● **TO BE DONE**: Rewrite the whole listing line for line, multiplying each coordinate in the answer points by 0.3 and rounding to the nearest whole number, with halves rounded up. Keep the sample-output coordinates and every other line unchanged, and omit the pictures.

[Point labeling examples]
┄┄┄┄┄┄
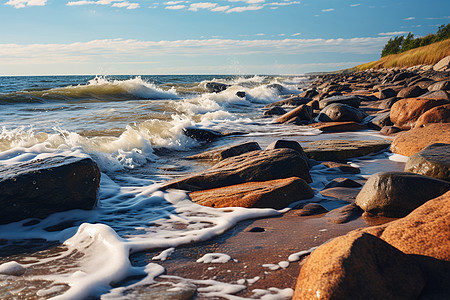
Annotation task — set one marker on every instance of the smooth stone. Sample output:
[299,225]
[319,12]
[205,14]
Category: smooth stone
[344,214]
[342,167]
[405,112]
[438,114]
[343,182]
[338,150]
[396,194]
[359,266]
[433,161]
[338,112]
[260,165]
[222,153]
[294,145]
[410,142]
[276,194]
[39,188]
[339,126]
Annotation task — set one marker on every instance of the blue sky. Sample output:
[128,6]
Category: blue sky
[104,37]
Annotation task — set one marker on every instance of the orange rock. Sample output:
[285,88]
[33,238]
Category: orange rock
[425,231]
[359,266]
[438,114]
[410,142]
[405,112]
[275,194]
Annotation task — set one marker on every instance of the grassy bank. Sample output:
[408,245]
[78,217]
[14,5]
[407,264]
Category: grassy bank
[426,55]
┄┄┄┄┄┄
● **RESULT OF THE EXERCISE**:
Annotation task — set one marker on every instance of the smooth stone. Sample output:
[299,225]
[319,12]
[205,14]
Category: smooth stone
[103,64]
[103,50]
[122,34]
[131,34]
[103,55]
[101,45]
[119,58]
[108,80]
[130,48]
[101,34]
[78,50]
[67,46]
[88,44]
[123,43]
[83,58]
[12,56]
[102,38]
Annotation task — set one marker on every instance of the blue sky. Sample output:
[128,6]
Category: blue sky
[31,11]
Annotation task — set one marker on every instance of the orange rock. Sample output:
[285,88]
[33,238]
Category: orange rock
[128,69]
[108,80]
[131,34]
[123,43]
[122,34]
[83,58]
Annotation task — set one marker on every instance of the grassy bank. Sample output:
[408,245]
[78,217]
[14,5]
[407,264]
Category: grassy bank
[128,17]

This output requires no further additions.